**Task statement**
Repeat, word for word, each of the records shown below, without their pictures.

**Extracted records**
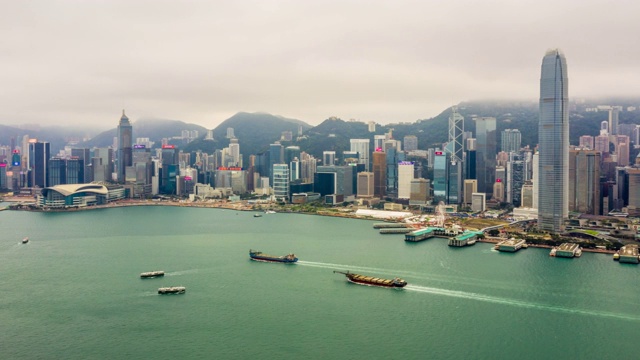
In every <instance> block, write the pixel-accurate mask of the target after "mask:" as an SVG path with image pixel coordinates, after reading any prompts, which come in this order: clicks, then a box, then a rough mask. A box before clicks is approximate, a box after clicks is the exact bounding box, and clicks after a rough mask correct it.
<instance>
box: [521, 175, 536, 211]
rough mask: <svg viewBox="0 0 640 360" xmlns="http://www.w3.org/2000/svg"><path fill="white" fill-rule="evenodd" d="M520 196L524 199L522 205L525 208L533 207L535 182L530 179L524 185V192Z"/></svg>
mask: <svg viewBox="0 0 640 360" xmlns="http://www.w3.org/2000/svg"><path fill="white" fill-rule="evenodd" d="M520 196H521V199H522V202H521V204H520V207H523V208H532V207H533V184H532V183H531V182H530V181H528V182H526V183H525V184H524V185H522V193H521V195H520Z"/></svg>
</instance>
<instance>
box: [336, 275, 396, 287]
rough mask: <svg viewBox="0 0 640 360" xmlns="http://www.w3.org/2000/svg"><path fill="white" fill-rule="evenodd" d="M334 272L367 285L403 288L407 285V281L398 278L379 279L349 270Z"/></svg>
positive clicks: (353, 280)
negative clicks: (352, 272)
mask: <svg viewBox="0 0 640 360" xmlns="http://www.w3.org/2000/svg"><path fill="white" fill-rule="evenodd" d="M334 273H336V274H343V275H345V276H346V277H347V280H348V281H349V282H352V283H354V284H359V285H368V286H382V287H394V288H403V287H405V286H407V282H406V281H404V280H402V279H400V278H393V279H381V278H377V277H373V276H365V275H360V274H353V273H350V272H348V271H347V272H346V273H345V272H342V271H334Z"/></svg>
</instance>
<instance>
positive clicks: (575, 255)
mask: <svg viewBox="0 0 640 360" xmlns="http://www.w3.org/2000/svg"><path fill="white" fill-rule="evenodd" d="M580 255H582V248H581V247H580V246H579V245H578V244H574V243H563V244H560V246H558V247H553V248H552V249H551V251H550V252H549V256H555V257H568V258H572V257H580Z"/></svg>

**Exercise response**
In every <instance> block, write the pixel-accurate mask of the target after "mask:" as an SVG path with image pixel coordinates, after reading any prompts, which come in this order: clicks, then a box, then a rough mask. A box before clicks is approximate, a box after clicks is the exact bounding box, and clicks after a rough mask correct it.
<instance>
box: [521, 175, 536, 211]
rough mask: <svg viewBox="0 0 640 360" xmlns="http://www.w3.org/2000/svg"><path fill="white" fill-rule="evenodd" d="M520 196L524 199L522 205L525 208L533 207L535 182L530 179L524 185V192Z"/></svg>
mask: <svg viewBox="0 0 640 360" xmlns="http://www.w3.org/2000/svg"><path fill="white" fill-rule="evenodd" d="M520 196H521V199H522V202H521V204H520V207H523V208H532V207H533V184H532V183H531V182H530V181H528V182H526V183H525V184H524V185H522V193H521V195H520Z"/></svg>
</instance>
<instance>
box: [336, 275, 396, 287]
rough mask: <svg viewBox="0 0 640 360" xmlns="http://www.w3.org/2000/svg"><path fill="white" fill-rule="evenodd" d="M334 272L367 285L403 288L407 285V281L398 278L379 279L349 270Z"/></svg>
positive clicks: (353, 280)
negative clicks: (352, 272)
mask: <svg viewBox="0 0 640 360" xmlns="http://www.w3.org/2000/svg"><path fill="white" fill-rule="evenodd" d="M334 273H336V274H343V275H345V276H346V277H347V280H348V281H349V282H352V283H354V284H359V285H368V286H382V287H394V288H403V287H405V286H407V282H406V281H404V280H402V279H400V278H393V279H381V278H377V277H373V276H365V275H360V274H353V273H350V272H348V271H347V272H346V273H345V272H342V271H334Z"/></svg>
</instance>
<instance>
positive clicks: (575, 255)
mask: <svg viewBox="0 0 640 360" xmlns="http://www.w3.org/2000/svg"><path fill="white" fill-rule="evenodd" d="M580 255H582V248H581V247H580V246H579V245H578V244H574V243H563V244H560V246H558V247H553V248H552V249H551V251H550V252H549V256H555V257H568V258H572V257H580Z"/></svg>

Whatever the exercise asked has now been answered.